→ **REQUIRED WORK**: Repeat every entry exactly as it appears.

-- DATA SUPPLIED follows --

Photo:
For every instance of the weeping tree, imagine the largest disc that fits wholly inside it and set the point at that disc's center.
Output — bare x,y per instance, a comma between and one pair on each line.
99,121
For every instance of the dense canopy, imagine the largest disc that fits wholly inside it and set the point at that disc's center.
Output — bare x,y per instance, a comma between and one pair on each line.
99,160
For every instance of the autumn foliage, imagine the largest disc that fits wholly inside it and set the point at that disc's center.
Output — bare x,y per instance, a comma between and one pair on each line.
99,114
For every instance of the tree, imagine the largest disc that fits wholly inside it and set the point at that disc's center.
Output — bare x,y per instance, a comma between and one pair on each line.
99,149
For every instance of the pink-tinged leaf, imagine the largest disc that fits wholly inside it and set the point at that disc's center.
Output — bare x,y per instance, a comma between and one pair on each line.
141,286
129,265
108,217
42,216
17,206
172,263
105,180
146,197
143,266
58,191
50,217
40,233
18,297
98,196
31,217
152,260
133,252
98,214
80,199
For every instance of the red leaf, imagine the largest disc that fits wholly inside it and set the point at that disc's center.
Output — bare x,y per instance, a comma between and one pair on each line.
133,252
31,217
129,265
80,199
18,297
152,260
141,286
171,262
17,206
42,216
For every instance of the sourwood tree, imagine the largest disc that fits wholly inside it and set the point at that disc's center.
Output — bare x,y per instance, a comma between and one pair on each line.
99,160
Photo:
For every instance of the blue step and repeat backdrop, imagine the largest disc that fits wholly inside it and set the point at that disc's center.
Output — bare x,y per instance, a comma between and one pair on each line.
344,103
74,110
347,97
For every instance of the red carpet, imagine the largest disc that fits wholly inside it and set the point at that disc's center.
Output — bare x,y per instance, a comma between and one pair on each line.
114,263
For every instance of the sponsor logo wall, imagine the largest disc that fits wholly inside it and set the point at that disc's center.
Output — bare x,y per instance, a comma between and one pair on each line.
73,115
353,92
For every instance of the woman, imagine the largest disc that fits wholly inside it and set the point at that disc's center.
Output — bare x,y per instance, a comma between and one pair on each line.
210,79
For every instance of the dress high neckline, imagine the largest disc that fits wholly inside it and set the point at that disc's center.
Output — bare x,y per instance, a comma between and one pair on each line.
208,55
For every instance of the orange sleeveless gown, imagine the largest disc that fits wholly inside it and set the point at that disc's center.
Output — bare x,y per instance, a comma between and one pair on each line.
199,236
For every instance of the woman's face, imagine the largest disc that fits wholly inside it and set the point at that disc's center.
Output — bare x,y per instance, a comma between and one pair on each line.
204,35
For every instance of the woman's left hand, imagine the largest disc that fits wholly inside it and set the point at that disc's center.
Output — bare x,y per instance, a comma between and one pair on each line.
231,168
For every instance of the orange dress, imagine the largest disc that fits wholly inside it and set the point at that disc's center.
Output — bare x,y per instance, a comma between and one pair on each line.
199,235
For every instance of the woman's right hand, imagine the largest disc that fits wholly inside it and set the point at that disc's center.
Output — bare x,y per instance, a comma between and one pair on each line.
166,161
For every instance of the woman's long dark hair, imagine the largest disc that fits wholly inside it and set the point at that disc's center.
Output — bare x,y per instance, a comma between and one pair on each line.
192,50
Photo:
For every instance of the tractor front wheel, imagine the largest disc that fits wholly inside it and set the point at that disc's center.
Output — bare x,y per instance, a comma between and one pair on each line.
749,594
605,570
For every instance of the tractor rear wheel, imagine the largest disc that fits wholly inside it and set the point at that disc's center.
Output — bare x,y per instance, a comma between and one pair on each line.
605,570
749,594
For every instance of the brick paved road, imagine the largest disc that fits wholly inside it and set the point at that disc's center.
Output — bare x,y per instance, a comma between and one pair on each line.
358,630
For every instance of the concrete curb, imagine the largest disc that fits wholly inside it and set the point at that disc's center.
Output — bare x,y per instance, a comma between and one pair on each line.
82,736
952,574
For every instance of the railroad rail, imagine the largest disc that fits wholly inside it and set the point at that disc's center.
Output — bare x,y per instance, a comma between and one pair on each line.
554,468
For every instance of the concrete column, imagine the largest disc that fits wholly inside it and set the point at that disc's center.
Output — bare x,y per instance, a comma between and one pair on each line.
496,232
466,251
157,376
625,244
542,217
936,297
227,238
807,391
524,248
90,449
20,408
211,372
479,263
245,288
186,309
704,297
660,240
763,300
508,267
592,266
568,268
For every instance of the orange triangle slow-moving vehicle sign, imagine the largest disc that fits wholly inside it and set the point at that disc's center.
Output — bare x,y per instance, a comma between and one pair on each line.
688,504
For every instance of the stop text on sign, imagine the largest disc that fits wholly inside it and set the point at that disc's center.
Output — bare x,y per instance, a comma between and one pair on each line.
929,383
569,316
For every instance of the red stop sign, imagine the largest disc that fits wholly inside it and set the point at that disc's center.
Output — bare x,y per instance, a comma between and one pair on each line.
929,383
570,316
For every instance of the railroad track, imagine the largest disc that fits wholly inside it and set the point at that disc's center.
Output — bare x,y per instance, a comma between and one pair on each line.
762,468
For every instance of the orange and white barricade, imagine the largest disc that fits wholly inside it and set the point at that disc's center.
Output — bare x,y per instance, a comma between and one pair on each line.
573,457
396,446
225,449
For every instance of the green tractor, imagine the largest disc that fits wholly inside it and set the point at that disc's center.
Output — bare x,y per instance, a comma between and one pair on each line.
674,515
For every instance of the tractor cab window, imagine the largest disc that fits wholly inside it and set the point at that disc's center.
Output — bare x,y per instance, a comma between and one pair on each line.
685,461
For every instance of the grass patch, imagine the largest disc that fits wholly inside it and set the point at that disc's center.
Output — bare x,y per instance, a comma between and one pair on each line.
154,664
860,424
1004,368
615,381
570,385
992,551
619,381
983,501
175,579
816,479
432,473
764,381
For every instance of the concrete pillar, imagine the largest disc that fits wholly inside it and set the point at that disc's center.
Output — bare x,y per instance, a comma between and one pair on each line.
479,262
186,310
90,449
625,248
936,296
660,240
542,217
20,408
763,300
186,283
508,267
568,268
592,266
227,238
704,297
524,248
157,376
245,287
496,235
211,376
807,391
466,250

-- DATA SUPPLIED concluded --

→ **OUTPUT FOR THIS TASK**:
Photo:
For every instance of the weeping tree, imagine the largest disc that fits wholly inside it and set the point at that disc's center.
Output — bare x,y per instance, a comma between and one pair on each line.
99,121
For every instance of the dense canopy, imagine the largest disc that fits wholly inside it and set the point at that disc's center.
Output — bare x,y per instance, a comma between and one pair on each line.
99,160
For every instance of the autumn foliage, imagine the largest disc that fits wholly inside it and set the point at that disc's center.
Output — bare x,y per instance, a comma between and one pair on each line.
99,114
For every instance of the tree, imagine the largest disc that fits wholly inside it and set the point at that disc's center.
Output — bare x,y per instance, a comma between and one pair on each line.
99,149
For every instance of the pink-tinged leaf, imagine the largest disc that fits wholly inside it and set the point at that disc's center.
Output — bare x,y per instance, a comma between and one pair on each line.
141,286
129,265
108,217
42,216
17,206
172,263
105,180
146,197
143,266
58,191
50,217
40,233
18,297
98,196
31,217
152,260
133,252
98,214
80,199
For every instance of the red leaf, imagine the largest disc that fits wholly inside it and set the point at that disc's center.
Output — bare x,y per instance, a comma between and one pair on each line.
133,252
31,217
129,265
80,199
18,297
152,260
141,286
171,262
17,206
42,216
For every instance of the sourwood tree, imagine the largest disc that fits wholly inside it and set the point at that disc's center.
Output — bare x,y per instance, a comma between and one pair on each line.
99,160
Photo:
For every instance of the blue step and repeat backdrop, imagine the largest disc that fits wholly inside it and set the point at that disc's center.
Output — bare x,y per instance, a comma between and one pair on each line.
344,103
74,110
347,97
For every instance of the red carpet, imagine the largest disc that fits wholly inside it and set the point at that disc's center.
Output — bare x,y per instance, a comma between and one pair on each line.
114,263
For every instance of the sponsor logo wall, imagine the largest disc that fits wholly inside it and set the point at that disc's center.
Output — bare x,y per instance, a comma between and one pair on each line.
73,115
353,92
For every instance of the woman, imagine the largest disc that fits wholly inside it and set the point at that disc's center.
Output — bare x,y per instance, a comma between and one pair on each line.
210,79
For every instance of the dress high neckline, imagine the largest disc that fits wholly inside it and set the point at that disc's center.
Output — bare x,y per instance, a comma between and one pair on each line.
208,55
For every instance of the orange sleeveless gown, imagine the largest disc that fits wholly inside it and set the point at that disc's center.
Output — bare x,y per instance, a comma between and one pair on each line.
199,236
For every instance of the woman's face, imagine the largest disc that fits wholly inside it and set the point at that disc's center.
Output — bare x,y per instance, a comma between and one pair on each line.
204,35
For every instance of the woman's left hand, imagine the largest disc that fits wholly inside it and set the point at that disc's center.
Output — bare x,y per instance, a comma between and one pair on each line.
231,168
For every instance of the orange dress, imagine the largest disc that fits wholly inside it and set the point at that disc's center.
Output — bare x,y per instance, a comma between and one pair on each line.
199,235
For every instance of the woman's right hand, imagine the largest disc that fits wholly inside it and set the point at that disc's center.
Output — bare x,y per instance, a comma between and one pair on each line.
166,161
For every instance of the woman's long dark hair, imagine the largest disc that fits wholly inside it and set the point at that disc's center.
Output — bare x,y per instance, a comma between and one pair on each line.
192,50
Photo:
For every instance of the tractor front wheel, imagine the largest disc that fits wholly inside it and set the point at that disc's center.
Output — bare x,y per instance, a comma between and one pair on each line.
749,594
605,570
For every instance of the tractor rear wheel, imagine the largest disc that fits wholly inside it and set the point at that disc's center.
Output — bare x,y per instance, a comma between and one pair on each line.
605,570
749,594
For every instance of the brick paved road, imagine the largest disc that fits wholly inside it and set the point at that disc's center.
Output — bare x,y per instance, a comma between and one pair on each line.
358,630
For every instance of the concrete curb, imagine the largest disc that fits wholly inside it and set the point at that disc's center.
Output — bare x,y per instance, a comma between and one pair on each line.
82,736
952,574
For every instance of the railroad rail, imagine the largest disc that fits wholly inside it and set the point at that disc's center.
Output — bare x,y per instance, a comma between and one pair on each line.
554,468
For every instance of the concrete column, imagine the largest disc that fits wholly inside it and set the point at that disc's center.
Output — bare x,y per instance, a comma between and one pair on each line.
496,232
466,251
157,376
625,244
542,217
936,297
227,238
807,391
524,248
90,449
20,408
211,372
479,263
245,288
186,309
704,297
660,240
763,300
508,267
592,266
568,268
For every instance of the orange triangle slow-moving vehicle sign, imagine the largest disc that fits wholly inside it and set the point at that disc's center.
Output — bare x,y per instance, a comma between and one pair on each line.
688,504
For every instance of the stop text on sign, imagine the largest disc that fits wholly inside it and set the point at that disc's center.
Output — bare x,y per instance, a comma between and one pair on each line.
929,383
569,316
For every instance of the red stop sign, imagine the largest disc that fits wholly inside it and set the point at that disc's center.
Output — bare x,y per instance, a comma between and one pair on each line.
929,383
570,316
For every instance of the railroad track, imagine the largest disc that fits wholly inside it and set the point at that disc's center.
Output — bare x,y per instance, a comma between and one pair on each line.
762,468
For every instance of the orange and white barricade, imagine the largest disc that fits wholly inside it and set the point at that disc's center.
Output — bare x,y per instance, a comma between and one pair on each line.
573,457
396,446
225,449
For every instance of the green tractor, imagine the largest disc that fits wholly inside it and set the point at that disc's center.
Output — bare x,y per instance, a comma between and one pair on each line.
674,515
For every instance of the tractor cab window, imagine the largest disc that fits wholly inside it and set the point at that disc's center.
Output — bare x,y per instance, a comma between and one pair on each line.
685,461
For every instance of the grass patch, imagine the largest disc that fits wholly inside it and set the point at that disc's center.
Output — bare x,y per instance, a comma between and one pair on each line.
154,664
860,424
1004,368
615,381
570,385
992,551
619,381
983,501
175,579
816,479
432,473
764,381
For every instance of the concrete pillar, imagine the largest disc that fits wholly inside it and set the point at that disc's center.
Output — bare x,y per instance, a comma between and one pair on each line.
479,262
186,310
90,449
625,248
936,296
660,240
542,217
20,408
763,300
186,283
508,267
568,268
592,266
227,238
704,297
524,248
157,376
245,287
496,235
211,376
807,391
466,250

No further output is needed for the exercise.